[Some records]
▬▬▬
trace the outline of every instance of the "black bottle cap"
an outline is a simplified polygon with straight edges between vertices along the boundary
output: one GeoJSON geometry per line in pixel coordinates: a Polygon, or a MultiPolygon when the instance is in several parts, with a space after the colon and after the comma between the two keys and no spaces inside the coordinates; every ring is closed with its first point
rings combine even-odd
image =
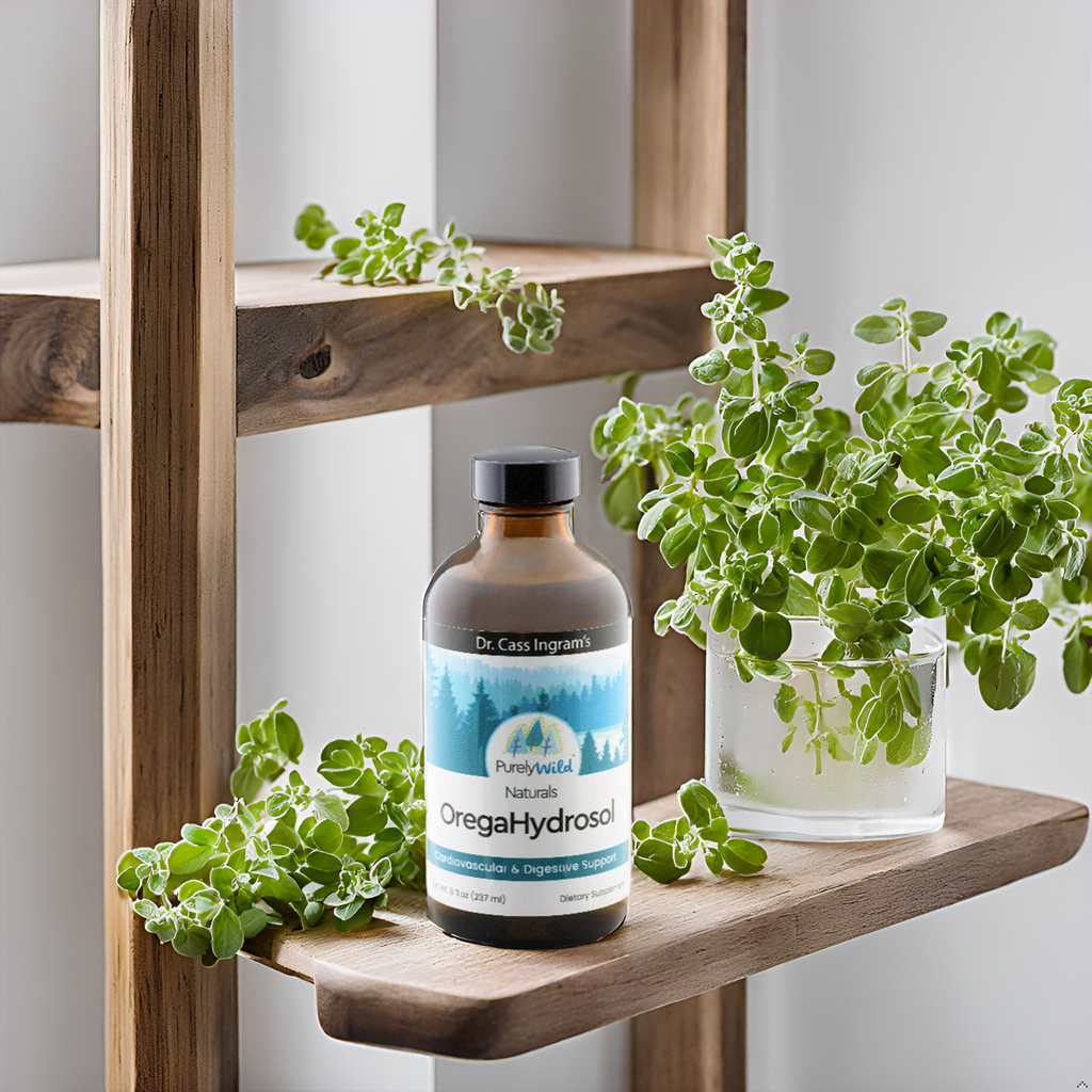
{"type": "Polygon", "coordinates": [[[486,505],[560,505],[580,496],[580,455],[565,448],[494,448],[471,460],[471,492],[486,505]]]}

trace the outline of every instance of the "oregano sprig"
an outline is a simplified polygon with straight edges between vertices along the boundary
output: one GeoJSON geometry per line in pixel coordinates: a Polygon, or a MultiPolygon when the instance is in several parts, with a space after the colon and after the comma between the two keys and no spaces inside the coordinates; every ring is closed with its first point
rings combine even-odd
{"type": "Polygon", "coordinates": [[[704,782],[686,782],[678,798],[682,815],[677,819],[655,827],[643,819],[633,823],[633,864],[645,876],[657,883],[674,883],[690,871],[699,853],[714,876],[725,868],[741,876],[762,870],[765,850],[728,829],[724,809],[704,782]]]}
{"type": "MultiPolygon", "coordinates": [[[[436,283],[451,288],[461,311],[472,304],[483,312],[500,317],[501,340],[513,353],[553,353],[561,332],[565,300],[557,289],[541,284],[517,284],[518,266],[490,270],[475,276],[471,261],[480,259],[484,247],[449,221],[439,236],[427,228],[402,235],[399,228],[405,205],[389,204],[381,215],[365,210],[356,219],[359,235],[345,235],[332,245],[337,261],[325,265],[320,276],[333,274],[342,284],[417,284],[426,266],[435,263],[436,283]]],[[[295,235],[311,250],[321,250],[337,235],[321,205],[308,205],[297,217],[295,235]]]]}
{"type": "Polygon", "coordinates": [[[294,770],[254,802],[302,751],[285,705],[239,727],[233,804],[187,823],[178,842],[118,860],[118,887],[145,929],[207,966],[269,925],[310,928],[329,913],[347,933],[371,921],[388,887],[424,889],[424,758],[410,740],[335,739],[319,767],[335,791],[312,790],[294,770]]]}
{"type": "Polygon", "coordinates": [[[857,372],[855,420],[821,405],[809,378],[833,354],[807,333],[784,347],[771,336],[765,316],[788,299],[770,287],[773,263],[743,234],[710,245],[731,286],[703,307],[717,344],[690,372],[715,400],[624,396],[592,431],[608,515],[686,567],[656,631],[702,646],[726,634],[745,682],[780,680],[785,747],[803,735],[817,773],[823,756],[867,763],[880,744],[891,764],[924,759],[929,725],[907,670],[919,619],[945,618],[993,709],[1030,691],[1029,636],[1052,619],[1066,685],[1088,688],[1092,380],[1059,382],[1051,335],[1002,311],[922,360],[947,319],[892,297],[854,328],[898,348],[857,372]],[[1049,392],[1049,419],[1007,438],[1001,415],[1049,392]],[[833,699],[784,658],[802,617],[831,633],[819,664],[839,680],[838,723],[833,699]]]}

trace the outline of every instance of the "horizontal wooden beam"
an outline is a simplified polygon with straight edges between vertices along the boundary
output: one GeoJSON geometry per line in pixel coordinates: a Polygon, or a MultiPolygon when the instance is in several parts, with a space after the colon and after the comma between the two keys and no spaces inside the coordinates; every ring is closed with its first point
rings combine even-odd
{"type": "MultiPolygon", "coordinates": [[[[236,270],[237,427],[273,432],[612,372],[705,352],[702,258],[648,250],[492,245],[492,268],[559,289],[549,356],[517,356],[495,314],[459,311],[435,284],[346,287],[317,261],[236,270]]],[[[0,420],[98,426],[98,265],[0,271],[0,420]]]]}
{"type": "MultiPolygon", "coordinates": [[[[678,805],[663,797],[637,811],[658,821],[677,815],[678,805]]],[[[502,1058],[1043,871],[1068,860],[1087,830],[1081,804],[949,781],[947,820],[935,834],[776,842],[765,871],[755,877],[712,879],[697,866],[695,875],[663,888],[634,876],[627,923],[583,948],[467,945],[427,922],[424,895],[395,891],[366,931],[269,931],[248,949],[314,983],[319,1021],[335,1038],[502,1058]]],[[[717,1011],[735,1026],[733,1000],[722,998],[717,1011]]],[[[738,1087],[731,1059],[707,1068],[723,1087],[738,1087]]]]}

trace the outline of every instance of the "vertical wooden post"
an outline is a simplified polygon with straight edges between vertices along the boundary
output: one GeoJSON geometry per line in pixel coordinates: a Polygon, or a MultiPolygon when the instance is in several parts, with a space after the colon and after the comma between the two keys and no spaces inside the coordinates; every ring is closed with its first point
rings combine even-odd
{"type": "MultiPolygon", "coordinates": [[[[747,0],[634,0],[633,242],[711,254],[747,200],[747,0]]],[[[652,616],[681,589],[658,547],[633,554],[633,798],[702,771],[704,655],[652,616]]],[[[632,1022],[633,1092],[743,1092],[747,983],[632,1022]]]]}
{"type": "Polygon", "coordinates": [[[234,963],[145,933],[134,845],[227,795],[235,721],[232,0],[103,0],[106,1087],[237,1085],[234,963]]]}

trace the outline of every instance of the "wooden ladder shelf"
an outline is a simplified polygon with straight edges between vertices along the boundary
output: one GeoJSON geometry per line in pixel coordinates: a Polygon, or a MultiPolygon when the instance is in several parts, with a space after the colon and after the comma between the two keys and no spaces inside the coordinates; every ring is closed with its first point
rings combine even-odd
{"type": "MultiPolygon", "coordinates": [[[[455,311],[435,285],[346,288],[316,281],[317,262],[236,270],[230,0],[103,0],[103,283],[96,262],[2,272],[0,418],[103,429],[107,1088],[238,1083],[234,964],[161,948],[114,883],[122,848],[229,796],[236,436],[704,352],[705,233],[744,225],[746,12],[634,0],[648,249],[491,246],[492,265],[566,299],[556,353],[517,357],[494,316],[455,311]]],[[[701,771],[703,656],[652,636],[679,577],[650,544],[633,556],[634,798],[654,818],[701,771]]],[[[497,1058],[634,1017],[634,1092],[738,1092],[746,975],[1058,865],[1088,826],[1080,805],[966,782],[949,783],[948,809],[924,838],[779,844],[752,878],[637,877],[627,925],[585,948],[464,945],[393,892],[364,933],[274,930],[248,954],[312,981],[341,1038],[497,1058]]]]}

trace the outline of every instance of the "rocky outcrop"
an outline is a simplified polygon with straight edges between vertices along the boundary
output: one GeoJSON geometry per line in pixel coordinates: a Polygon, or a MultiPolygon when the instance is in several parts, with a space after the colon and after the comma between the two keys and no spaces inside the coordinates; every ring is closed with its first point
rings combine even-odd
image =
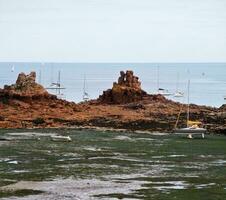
▬▬▬
## PROBLEM REQUIREMENTS
List each line in the listing above that contains the string "trace".

## RESULT OF THE EXERCISE
trace the outline of every instance of the "black bottle cap"
trace the outline of every instance of the "oregano sprig"
trace the outline of every instance of the "horizontal wooden beam"
trace the outline of every instance of the "vertical wooden post"
trace the outline of every instance of the "wooden ladder shelf"
trace the outline of every instance of the "rocky outcrop"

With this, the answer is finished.